### [Work to be completed]
Format every line of the listing below as a JSON list of strings, one string per line. Omit blank lines and leave out the pictures.

### [Extracted material]
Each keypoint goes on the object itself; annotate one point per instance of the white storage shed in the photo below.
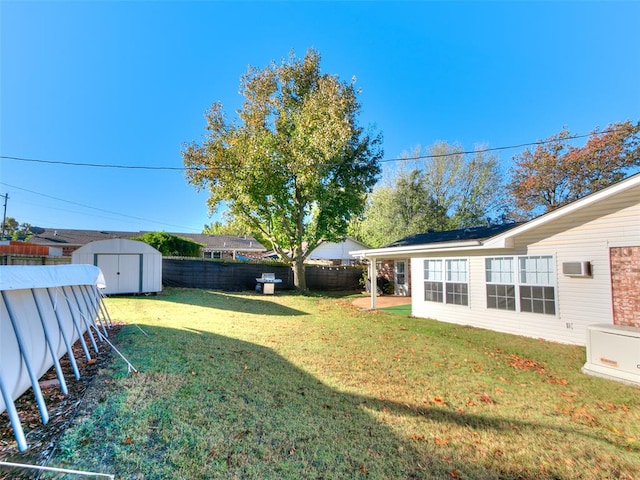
(128, 266)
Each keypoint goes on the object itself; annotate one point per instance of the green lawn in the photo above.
(310, 387)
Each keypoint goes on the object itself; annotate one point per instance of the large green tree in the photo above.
(294, 165)
(556, 172)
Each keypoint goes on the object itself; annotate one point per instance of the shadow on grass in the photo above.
(245, 302)
(208, 406)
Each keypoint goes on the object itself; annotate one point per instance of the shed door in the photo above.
(122, 272)
(400, 274)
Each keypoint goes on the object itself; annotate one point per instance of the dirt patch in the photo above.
(42, 439)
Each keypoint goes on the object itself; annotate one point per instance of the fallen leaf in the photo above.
(486, 399)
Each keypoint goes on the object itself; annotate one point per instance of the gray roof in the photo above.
(61, 237)
(472, 233)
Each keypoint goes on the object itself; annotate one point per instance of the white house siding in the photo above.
(584, 235)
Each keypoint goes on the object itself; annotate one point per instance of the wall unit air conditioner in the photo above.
(576, 269)
(613, 351)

### [Written solution]
[
  "Each keypoint goes on the object itself; annotate one point per instance of the white storage shed in the photo below.",
  "(128, 266)",
  "Each keypoint goes on the object itself; annotate one point per instance of the green lawn in the photo above.",
  "(310, 387)",
  "Each keypoint goes on the object itself; annotate one point per instance of the large green tree in the photo above.",
  "(294, 165)",
  "(556, 172)",
  "Each keypoint goes on the object itself; annotate one point per instance of the shadow on grass in the photo above.",
  "(245, 302)",
  "(208, 406)",
  "Each keypoint goes on the object itself; annotate one point per instance of the shed door in the photo above.",
  "(122, 272)",
  "(400, 274)",
  "Each keypoint goes on the object itself; annotate one point per instance of the dirt patch in the photo above.",
  "(42, 439)",
  "Each keypoint goes on the object itself; annotate one point per instance of the fallen leaf in the photo above.",
  "(486, 399)",
  "Each keypoint goes on the object itself; annotate one point per instance of the gray roof in the photo above.",
  "(61, 237)",
  "(472, 233)",
  "Each keypoint goes on the object itself; annotate one point per instance of the white house siding in the photo above.",
  "(584, 235)",
  "Each keypoint goes on the object itself; annotate one point per instance of the wall unit air conditioner in the photo above.",
  "(576, 269)",
  "(613, 351)"
]